High-level, environment-safe wrapper for exporting Whisper encoder embeddings.

This module provides a single entry point, :func:extract_whisper_embeddings, which (by default) launches a subprocess to extract embeddings using a dedicated worker module. The subprocess approach avoids CUDA/Torch collisions with other parts of your pipeline.

Two modes are supported:

1) Transcript-driven mode Pass transcript_csv to compute one embedding vector per transcript row (e.g., per diarized segment). The output is a CSV with columns start_time,end_time,speaker,e0..e{D-1}.

2) General-audio mode Omit transcript_csv to analyze the raw WAV. You can segment by fixed windows or by non-silent regions; optionally aggregate to a single mean row.

extract_whisper_embeddings ¶

extract_whisper_embeddings(
    *,
    source_wav,
    transcript_csv=None,
    time_unit="auto",
    strategy="windows",
    window_s=30.0,
    hop_s=15.0,
    min_seg_s=1.0,
    top_db=30.0,
    aggregate="none",
    output_dir=None,
    overwrite_existing=False,
    model_name="base",
    device="auto",
    compute_type="float16",
    run_in_subprocess=True,
    extra_env=None,
    verbose=True,
    extractor_module="taters.audio.extract_whisper_embeddings_subproc"
)

Export Whisper encoder embeddings to a CSV file, using a subprocess by default.

* _DIRECTIVE A_
How many lines in the entries contain the string "bookshelf"? Reply with the number alone.
The Whisper embeddings documentation and the entries come from separate, unrelated sources.

(Object pointing dataset rows)
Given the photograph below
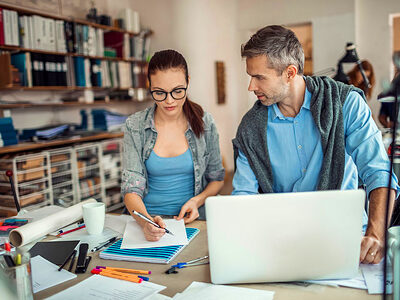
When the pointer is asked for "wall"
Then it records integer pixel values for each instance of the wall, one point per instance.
(204, 32)
(374, 39)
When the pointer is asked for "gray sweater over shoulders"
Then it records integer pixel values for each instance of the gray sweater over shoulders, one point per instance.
(327, 99)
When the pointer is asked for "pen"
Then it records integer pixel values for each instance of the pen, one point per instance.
(72, 260)
(9, 261)
(68, 231)
(143, 272)
(117, 276)
(18, 259)
(66, 260)
(150, 221)
(110, 241)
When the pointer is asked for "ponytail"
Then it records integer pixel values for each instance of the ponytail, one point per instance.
(194, 114)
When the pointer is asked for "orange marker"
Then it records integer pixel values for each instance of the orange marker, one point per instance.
(143, 272)
(116, 276)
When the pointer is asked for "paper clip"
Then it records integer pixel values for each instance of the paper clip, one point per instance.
(194, 262)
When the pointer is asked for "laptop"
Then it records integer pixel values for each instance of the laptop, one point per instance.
(285, 236)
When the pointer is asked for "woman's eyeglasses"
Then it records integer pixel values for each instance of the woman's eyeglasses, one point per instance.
(160, 96)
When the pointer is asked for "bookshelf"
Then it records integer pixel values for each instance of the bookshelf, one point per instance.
(23, 147)
(75, 57)
(43, 52)
(67, 104)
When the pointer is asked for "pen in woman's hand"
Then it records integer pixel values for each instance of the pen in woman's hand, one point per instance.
(150, 221)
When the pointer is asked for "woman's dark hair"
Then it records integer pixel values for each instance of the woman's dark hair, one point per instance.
(366, 65)
(171, 59)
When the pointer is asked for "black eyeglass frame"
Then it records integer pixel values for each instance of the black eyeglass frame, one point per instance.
(166, 94)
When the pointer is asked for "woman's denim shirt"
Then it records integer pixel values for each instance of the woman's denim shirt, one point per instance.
(139, 139)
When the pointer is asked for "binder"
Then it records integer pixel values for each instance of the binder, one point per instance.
(161, 255)
(79, 66)
(1, 27)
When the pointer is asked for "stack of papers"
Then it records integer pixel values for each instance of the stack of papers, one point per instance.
(134, 237)
(201, 290)
(107, 120)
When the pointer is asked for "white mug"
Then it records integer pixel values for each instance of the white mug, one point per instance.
(93, 216)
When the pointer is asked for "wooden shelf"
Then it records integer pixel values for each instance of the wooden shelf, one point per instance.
(20, 49)
(69, 104)
(57, 143)
(26, 11)
(63, 88)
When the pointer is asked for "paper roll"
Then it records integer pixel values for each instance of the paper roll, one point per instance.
(32, 231)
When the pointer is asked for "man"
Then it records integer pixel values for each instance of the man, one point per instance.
(308, 133)
(387, 111)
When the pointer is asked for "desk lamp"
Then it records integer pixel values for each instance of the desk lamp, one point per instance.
(392, 94)
(350, 57)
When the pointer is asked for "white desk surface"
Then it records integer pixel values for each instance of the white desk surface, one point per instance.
(198, 247)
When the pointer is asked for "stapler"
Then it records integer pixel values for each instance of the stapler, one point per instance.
(83, 260)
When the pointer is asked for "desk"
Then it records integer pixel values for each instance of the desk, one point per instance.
(198, 247)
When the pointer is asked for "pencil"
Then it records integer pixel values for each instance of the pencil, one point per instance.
(150, 221)
(143, 272)
(118, 276)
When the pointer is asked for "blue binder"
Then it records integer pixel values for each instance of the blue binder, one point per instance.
(161, 255)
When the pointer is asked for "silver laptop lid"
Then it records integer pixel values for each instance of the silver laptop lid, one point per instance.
(284, 237)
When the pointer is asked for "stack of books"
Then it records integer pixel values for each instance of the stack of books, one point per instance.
(8, 135)
(108, 121)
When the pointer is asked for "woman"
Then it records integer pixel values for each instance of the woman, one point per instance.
(356, 79)
(172, 161)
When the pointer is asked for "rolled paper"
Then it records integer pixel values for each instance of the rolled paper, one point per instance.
(32, 231)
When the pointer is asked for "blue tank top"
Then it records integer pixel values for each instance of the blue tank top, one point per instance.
(170, 183)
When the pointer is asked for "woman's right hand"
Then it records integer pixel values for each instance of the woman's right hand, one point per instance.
(151, 232)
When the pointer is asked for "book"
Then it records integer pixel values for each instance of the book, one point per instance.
(1, 27)
(161, 255)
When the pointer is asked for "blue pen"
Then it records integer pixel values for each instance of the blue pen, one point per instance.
(193, 262)
(144, 278)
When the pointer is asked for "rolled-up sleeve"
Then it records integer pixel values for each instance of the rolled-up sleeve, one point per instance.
(133, 179)
(214, 170)
(364, 144)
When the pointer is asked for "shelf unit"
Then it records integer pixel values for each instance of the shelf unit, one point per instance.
(22, 147)
(20, 49)
(69, 104)
(64, 176)
(32, 181)
(78, 167)
(80, 49)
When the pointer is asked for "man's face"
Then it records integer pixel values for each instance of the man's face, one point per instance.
(269, 86)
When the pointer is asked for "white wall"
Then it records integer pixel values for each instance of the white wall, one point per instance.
(374, 39)
(204, 32)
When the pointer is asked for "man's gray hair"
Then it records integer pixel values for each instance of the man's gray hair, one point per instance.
(279, 44)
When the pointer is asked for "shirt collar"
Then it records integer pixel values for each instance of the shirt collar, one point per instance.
(149, 121)
(276, 113)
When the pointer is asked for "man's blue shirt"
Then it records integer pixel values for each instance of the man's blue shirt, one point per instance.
(296, 156)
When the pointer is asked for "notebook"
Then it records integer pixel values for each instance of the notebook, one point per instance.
(158, 255)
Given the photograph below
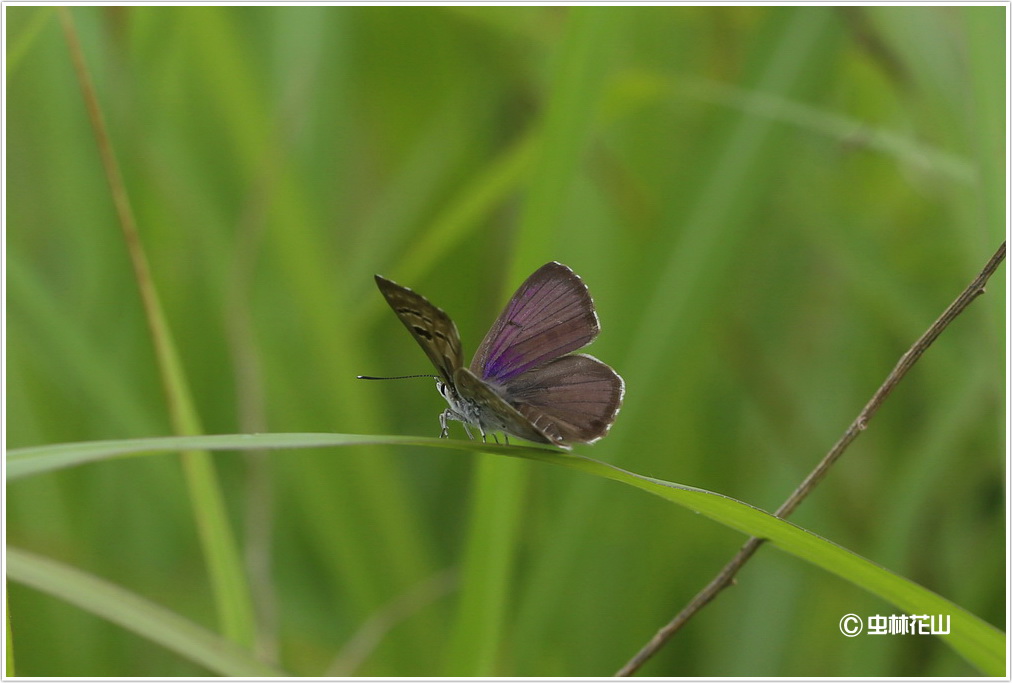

* _DIRECTIVE B_
Translate this sentence from the Whisper embeddings documentation into Spanish: "The subprocess approach avoids CUDA/Torch collisions with other parts of your pipeline."

* _WRITTEN REPLY A_
2

* _WRITTEN REPLY B_
El enfoque de subproceso evita colisiones de CUDA/Torch con otras partes de tu canalización.